Referring expression pointing data
Start of Block
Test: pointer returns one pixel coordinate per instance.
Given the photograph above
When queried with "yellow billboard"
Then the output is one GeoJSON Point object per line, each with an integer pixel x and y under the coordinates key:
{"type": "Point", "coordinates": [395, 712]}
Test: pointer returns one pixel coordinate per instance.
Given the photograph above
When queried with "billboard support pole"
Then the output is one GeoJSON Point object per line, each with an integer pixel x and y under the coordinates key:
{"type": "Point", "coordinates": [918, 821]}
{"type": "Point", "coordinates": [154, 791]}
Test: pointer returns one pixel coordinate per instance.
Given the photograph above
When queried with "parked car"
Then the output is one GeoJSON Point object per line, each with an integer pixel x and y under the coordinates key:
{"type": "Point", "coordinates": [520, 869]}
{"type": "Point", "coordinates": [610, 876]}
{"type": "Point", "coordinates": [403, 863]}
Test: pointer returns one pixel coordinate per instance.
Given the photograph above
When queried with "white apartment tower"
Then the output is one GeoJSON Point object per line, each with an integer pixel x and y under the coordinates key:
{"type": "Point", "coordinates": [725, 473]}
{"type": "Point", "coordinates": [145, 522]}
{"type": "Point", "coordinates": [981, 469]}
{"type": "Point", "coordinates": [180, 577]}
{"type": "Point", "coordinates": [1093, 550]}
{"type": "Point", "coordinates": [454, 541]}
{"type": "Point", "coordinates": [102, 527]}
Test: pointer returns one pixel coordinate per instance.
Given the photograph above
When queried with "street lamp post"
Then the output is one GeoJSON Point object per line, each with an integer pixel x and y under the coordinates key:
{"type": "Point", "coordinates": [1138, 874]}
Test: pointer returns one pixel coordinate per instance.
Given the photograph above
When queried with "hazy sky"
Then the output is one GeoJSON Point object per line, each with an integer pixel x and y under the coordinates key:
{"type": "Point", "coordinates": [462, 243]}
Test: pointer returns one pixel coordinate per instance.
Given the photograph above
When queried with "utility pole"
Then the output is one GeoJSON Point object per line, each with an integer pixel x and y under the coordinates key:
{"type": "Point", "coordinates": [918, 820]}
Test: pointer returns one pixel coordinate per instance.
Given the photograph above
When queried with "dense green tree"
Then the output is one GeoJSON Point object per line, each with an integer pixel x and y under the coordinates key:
End of Block
▶ [Assignment]: Filter the records down to the lines that contain the string "pole", and copy those lines.

▶ [Answer section]:
When queried with "billboard support pole"
When queried with "utility pole"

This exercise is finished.